_Document section_:
════════

Location
- Noguchie Link Legon Greater Accra Region Ghana 05°38′34″N 00°11′17″W﻿ / ﻿5.64278°N 0.18806°W

Information
- Former names: The Demonstration School University Primary School
- Motto: Honesty, Integrity, Diligence
- Established: 1955; 71 years ago
- Locale: University of Ghana Legon campus
- Headmaster: Eric Sifa
- Staff: 96
- Teaching staff: 71
- Gender: Coeducational
- Age: 3 to 14
- Enrollment: 2,221 (2020)
- Campus type: suburban
- Song: Lord Thy Word Abideth
- Sports: Football, Athletics
- Communities served: University of Ghana
- Website: ubsma.ug.edu.gh

= University of Ghana Primary School Legon =

The University of Ghana Primary School, now called the University Basic School, is a primary school located on the campus of the University of Ghana in Legon, Greater Accra Region, Ghana. It was established at a temporary location in Achimota in 1955 to educate the children of university faculty and staff.

==Academics and houses==
The school is organised into four houses; Primary (P), Secondary (S) and University (U). Students in the lower school from age 6-12 have all their lessons in their house groups, however in the Upper School (JSS) students have lessons with other form groups.

There is a broad curriculum at all levels in the school. Students in the lower school study about ten subjects including a local language and French and students in upper school can expect to study at least twelve subjects including a local language and French.

==Student body==
As of 2025, the school had a student population of 3,221 pupils.

════════

_Dataset content_:
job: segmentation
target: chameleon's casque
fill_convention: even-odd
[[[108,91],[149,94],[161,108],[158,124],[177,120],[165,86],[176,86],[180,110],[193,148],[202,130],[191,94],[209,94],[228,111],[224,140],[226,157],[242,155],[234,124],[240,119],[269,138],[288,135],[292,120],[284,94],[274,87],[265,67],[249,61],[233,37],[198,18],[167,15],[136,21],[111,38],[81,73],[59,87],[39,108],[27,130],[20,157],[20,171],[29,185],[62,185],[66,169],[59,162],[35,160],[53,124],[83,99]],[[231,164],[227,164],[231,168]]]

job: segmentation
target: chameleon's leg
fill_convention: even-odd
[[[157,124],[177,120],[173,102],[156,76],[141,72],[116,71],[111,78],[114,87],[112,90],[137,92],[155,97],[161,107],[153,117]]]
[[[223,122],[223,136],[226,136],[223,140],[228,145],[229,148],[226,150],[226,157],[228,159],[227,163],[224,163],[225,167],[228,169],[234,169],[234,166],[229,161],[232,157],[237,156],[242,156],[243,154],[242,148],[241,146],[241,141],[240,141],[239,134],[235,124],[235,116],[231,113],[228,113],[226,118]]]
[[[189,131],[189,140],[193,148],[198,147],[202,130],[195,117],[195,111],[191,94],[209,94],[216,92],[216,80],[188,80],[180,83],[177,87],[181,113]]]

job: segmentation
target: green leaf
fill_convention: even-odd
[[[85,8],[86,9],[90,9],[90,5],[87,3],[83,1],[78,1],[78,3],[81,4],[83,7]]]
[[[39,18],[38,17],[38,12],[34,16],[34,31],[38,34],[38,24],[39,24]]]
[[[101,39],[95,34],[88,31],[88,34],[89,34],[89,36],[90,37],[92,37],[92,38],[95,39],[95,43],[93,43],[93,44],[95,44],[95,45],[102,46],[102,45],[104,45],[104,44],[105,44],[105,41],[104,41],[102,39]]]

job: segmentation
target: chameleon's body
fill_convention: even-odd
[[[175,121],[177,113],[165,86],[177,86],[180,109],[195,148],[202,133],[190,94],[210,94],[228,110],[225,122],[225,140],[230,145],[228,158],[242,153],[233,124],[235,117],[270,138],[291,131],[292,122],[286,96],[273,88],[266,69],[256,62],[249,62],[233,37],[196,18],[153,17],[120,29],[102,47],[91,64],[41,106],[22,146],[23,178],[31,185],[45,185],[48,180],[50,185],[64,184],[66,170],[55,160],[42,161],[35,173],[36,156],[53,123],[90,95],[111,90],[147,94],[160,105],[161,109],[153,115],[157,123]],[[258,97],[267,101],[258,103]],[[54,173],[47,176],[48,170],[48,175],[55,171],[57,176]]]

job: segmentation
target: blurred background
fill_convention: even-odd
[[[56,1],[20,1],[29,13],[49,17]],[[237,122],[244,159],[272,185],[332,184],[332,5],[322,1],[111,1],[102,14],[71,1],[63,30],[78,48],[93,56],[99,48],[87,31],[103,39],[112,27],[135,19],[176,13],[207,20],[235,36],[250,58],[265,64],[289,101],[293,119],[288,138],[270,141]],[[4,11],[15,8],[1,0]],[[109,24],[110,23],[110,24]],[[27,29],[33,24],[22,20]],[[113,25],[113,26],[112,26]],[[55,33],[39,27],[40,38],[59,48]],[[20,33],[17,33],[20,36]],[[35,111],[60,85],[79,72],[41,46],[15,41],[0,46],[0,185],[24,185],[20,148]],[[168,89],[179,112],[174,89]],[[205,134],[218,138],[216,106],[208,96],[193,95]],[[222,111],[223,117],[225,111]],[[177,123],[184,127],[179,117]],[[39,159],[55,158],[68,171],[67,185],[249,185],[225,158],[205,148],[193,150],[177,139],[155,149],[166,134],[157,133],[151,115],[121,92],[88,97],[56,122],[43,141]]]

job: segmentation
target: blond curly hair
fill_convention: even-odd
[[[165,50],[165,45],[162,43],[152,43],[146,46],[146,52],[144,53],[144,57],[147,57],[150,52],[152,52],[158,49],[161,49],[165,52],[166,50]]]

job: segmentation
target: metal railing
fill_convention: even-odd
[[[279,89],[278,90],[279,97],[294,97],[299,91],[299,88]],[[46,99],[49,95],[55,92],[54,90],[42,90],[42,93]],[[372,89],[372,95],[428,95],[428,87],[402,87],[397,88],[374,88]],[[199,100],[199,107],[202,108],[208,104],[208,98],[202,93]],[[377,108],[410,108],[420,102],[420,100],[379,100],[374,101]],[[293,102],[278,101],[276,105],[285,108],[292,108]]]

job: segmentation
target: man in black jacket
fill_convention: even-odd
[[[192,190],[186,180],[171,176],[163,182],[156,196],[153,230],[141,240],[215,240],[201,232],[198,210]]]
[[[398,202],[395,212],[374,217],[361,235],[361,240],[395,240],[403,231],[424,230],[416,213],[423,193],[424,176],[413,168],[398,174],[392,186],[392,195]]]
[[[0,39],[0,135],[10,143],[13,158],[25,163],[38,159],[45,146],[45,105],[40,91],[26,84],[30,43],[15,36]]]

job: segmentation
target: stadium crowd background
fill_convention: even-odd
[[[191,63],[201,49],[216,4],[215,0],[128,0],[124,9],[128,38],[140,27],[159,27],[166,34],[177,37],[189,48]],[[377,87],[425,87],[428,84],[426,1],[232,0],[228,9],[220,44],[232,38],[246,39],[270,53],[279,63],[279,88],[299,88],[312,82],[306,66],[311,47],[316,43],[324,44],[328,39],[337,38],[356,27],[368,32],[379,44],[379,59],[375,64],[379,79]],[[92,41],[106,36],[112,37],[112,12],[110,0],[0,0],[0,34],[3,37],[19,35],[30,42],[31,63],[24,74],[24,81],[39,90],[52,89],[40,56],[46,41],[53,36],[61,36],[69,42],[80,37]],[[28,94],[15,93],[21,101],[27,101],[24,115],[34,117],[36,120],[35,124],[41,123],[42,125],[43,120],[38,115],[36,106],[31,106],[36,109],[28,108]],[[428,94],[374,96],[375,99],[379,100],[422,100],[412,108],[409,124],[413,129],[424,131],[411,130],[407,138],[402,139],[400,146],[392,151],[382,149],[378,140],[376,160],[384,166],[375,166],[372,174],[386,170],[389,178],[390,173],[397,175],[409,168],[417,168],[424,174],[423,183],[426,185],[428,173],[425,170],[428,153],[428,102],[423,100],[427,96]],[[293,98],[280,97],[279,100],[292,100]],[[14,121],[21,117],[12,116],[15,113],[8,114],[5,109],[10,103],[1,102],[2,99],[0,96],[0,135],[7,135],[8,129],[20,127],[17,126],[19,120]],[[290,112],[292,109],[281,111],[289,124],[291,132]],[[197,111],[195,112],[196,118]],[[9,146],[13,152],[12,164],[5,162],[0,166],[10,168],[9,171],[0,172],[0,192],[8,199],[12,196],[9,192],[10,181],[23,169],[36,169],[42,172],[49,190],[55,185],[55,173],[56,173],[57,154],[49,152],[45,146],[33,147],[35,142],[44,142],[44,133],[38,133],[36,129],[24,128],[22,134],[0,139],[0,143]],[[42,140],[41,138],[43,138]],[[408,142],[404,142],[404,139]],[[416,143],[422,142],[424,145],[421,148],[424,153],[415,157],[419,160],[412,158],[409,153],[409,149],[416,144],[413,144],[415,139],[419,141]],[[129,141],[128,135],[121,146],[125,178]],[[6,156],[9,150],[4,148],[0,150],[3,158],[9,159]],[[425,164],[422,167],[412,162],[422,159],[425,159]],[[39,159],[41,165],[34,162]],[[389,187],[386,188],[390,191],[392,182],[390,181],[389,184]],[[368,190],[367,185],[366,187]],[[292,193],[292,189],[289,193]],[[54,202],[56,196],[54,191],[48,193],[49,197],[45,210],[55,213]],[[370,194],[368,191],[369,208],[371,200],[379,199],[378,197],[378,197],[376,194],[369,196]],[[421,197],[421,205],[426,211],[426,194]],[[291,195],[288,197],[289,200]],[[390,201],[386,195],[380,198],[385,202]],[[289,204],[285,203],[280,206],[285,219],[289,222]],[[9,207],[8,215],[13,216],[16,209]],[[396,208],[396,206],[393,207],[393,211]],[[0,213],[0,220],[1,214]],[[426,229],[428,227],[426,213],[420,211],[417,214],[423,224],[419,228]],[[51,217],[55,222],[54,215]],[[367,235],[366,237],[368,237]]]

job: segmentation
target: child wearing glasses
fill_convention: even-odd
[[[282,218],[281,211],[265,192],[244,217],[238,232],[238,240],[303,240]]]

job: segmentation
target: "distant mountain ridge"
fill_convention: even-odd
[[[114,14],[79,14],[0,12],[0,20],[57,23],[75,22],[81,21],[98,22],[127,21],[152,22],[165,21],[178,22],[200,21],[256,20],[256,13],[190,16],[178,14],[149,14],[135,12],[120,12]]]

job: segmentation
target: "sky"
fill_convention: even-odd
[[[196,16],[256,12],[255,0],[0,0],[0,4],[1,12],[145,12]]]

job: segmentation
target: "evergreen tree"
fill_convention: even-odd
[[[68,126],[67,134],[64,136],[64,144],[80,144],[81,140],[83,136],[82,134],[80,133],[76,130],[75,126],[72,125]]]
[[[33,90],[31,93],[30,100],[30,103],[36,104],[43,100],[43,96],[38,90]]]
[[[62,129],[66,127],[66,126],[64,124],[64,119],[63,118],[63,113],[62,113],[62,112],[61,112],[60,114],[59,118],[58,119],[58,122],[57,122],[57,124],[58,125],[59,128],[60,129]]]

════════

_Exercise prompt_: In the text about the University of Ghana Primary School, where was the school first set up in 1955?

_Answer in full_: At a temporary location in Achimota.